- _DATA SHOWN_
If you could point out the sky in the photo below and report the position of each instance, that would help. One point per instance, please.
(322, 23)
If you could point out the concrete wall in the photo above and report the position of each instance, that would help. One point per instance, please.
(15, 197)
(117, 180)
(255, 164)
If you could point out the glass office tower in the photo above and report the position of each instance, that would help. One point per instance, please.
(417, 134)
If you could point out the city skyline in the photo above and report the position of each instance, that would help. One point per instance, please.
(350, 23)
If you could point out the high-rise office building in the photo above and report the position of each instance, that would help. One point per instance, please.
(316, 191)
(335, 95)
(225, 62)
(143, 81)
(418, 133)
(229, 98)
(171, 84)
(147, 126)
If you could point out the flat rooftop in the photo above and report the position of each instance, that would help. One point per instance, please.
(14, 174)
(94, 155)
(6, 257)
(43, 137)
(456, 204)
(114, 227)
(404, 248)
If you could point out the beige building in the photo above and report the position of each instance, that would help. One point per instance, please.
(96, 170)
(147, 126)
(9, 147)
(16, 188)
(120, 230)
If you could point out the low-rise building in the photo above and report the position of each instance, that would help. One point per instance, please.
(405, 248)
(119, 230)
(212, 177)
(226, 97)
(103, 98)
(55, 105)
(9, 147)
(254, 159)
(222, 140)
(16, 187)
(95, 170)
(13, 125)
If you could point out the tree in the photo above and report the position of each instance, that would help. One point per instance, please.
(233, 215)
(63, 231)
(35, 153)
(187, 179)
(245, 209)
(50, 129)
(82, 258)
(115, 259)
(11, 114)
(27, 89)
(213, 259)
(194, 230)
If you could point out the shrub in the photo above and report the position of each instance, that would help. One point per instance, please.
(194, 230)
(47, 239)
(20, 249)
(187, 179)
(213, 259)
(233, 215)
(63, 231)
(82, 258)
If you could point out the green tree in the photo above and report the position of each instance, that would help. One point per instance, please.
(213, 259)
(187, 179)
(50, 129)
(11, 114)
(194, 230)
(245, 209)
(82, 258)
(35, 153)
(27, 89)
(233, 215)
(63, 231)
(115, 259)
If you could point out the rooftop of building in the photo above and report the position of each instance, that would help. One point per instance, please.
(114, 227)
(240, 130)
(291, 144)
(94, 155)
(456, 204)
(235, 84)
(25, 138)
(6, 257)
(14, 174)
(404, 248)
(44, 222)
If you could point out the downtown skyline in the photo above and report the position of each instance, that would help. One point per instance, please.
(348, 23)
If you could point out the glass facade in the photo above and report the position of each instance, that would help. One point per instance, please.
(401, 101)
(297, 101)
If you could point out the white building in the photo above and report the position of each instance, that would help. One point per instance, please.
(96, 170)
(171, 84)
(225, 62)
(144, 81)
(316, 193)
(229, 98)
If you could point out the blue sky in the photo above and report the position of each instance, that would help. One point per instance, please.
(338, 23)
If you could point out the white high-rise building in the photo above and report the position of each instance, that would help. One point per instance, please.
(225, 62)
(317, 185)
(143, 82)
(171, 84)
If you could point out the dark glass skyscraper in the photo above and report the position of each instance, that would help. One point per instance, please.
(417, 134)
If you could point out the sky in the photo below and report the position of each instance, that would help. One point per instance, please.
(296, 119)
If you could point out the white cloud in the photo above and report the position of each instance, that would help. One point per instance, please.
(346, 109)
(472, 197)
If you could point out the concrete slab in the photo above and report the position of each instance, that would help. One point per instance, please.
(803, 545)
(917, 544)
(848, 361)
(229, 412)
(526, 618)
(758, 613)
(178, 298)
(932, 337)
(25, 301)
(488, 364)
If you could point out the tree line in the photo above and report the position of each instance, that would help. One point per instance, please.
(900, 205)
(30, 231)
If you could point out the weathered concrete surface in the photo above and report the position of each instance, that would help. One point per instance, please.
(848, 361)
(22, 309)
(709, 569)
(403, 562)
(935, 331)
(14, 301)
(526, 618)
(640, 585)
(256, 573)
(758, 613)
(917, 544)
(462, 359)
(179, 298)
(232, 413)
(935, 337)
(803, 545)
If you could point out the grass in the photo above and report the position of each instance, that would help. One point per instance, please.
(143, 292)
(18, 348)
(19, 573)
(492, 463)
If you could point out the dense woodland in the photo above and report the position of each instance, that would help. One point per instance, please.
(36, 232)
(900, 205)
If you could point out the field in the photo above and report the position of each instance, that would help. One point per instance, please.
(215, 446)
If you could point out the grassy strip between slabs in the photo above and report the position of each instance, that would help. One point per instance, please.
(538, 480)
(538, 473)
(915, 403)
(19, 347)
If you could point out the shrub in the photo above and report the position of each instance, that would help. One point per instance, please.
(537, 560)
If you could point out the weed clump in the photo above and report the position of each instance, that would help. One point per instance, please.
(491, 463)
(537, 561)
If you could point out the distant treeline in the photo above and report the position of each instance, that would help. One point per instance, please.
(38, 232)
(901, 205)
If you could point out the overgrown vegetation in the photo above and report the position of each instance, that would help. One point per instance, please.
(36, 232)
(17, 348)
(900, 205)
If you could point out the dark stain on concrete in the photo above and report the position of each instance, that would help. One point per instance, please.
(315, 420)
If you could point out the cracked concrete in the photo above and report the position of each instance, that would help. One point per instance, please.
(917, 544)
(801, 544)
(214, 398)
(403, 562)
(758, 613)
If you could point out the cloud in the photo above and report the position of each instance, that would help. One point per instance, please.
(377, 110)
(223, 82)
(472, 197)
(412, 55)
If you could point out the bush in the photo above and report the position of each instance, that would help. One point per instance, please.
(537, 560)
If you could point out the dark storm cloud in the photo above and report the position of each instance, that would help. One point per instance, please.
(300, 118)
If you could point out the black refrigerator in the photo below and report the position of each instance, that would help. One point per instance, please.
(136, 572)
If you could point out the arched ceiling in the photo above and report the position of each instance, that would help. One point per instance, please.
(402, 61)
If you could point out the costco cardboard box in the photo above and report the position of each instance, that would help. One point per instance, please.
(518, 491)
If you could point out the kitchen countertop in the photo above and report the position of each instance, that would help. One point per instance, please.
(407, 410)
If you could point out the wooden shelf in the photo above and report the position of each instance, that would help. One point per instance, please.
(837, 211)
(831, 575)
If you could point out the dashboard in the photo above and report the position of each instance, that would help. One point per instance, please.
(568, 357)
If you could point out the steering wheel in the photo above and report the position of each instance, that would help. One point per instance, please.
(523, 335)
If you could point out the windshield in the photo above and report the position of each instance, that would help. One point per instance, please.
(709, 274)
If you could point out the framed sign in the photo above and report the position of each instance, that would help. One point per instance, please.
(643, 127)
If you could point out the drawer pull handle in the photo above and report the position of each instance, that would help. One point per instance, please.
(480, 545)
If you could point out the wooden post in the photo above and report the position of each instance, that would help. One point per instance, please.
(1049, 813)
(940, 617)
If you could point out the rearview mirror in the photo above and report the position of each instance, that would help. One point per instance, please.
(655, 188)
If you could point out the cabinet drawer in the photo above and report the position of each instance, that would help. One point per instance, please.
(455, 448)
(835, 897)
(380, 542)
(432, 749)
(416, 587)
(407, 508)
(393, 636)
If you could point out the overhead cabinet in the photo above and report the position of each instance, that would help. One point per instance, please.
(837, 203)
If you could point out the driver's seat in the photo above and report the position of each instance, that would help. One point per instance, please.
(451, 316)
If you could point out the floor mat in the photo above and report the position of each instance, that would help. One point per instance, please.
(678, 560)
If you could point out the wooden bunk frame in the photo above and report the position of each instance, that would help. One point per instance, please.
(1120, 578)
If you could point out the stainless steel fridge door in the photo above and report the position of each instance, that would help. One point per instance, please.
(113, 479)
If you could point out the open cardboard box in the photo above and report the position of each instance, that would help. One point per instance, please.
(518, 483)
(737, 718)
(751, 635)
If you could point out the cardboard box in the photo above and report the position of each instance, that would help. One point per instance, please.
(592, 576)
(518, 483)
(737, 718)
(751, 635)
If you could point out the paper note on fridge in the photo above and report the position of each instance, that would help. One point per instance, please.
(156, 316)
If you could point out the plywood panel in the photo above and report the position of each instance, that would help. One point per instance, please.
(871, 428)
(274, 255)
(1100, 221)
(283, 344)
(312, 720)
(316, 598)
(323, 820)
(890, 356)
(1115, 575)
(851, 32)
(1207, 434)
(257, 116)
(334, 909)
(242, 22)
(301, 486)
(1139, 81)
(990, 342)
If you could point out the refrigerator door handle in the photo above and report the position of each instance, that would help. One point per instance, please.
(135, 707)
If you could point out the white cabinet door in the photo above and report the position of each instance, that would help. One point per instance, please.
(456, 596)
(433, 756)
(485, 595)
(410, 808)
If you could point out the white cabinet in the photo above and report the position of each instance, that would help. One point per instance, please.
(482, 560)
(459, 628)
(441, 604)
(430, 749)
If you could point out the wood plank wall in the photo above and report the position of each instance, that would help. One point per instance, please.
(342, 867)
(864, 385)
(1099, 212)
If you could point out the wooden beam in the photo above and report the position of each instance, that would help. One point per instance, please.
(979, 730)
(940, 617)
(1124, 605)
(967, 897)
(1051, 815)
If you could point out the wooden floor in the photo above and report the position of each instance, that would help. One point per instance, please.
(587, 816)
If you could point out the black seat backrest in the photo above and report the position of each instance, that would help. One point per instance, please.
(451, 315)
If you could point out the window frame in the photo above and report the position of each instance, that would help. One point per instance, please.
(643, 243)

- _REQUEST_
Starting at the line that contains "If you could point out the white cabinet in" and continuing through the end of the records, write those lines out again, swapping "wooden beam" for "wooden rafter" and leaving everything else unchanged.

- _FINISHED EXERCISE_
If you could point out the white cabinet in the photo above and report the position of each instance, that would help. One point per instance, please.
(482, 560)
(459, 628)
(441, 604)
(430, 749)
If you could point out the wood plank wall in the photo above and report the position of each instance, that would help. One point per instance, please.
(342, 867)
(864, 385)
(1099, 212)
If you could point out the wooden rafter in the photo above and report the position of each instance, that would help. One point per instance, please.
(979, 730)
(940, 617)
(1124, 605)
(967, 897)
(1051, 815)
If you could point out the wooden floor in the photo above and report the position of each instance, that would help. One point per instance, please.
(587, 816)
If you could point out the black seat backrest in the photo above and report the position of each instance, that would help. One point per instance, please.
(451, 315)
If you could point out the window frame in the photo above and report the position of each instance, that would help. One point per instance, please.
(643, 243)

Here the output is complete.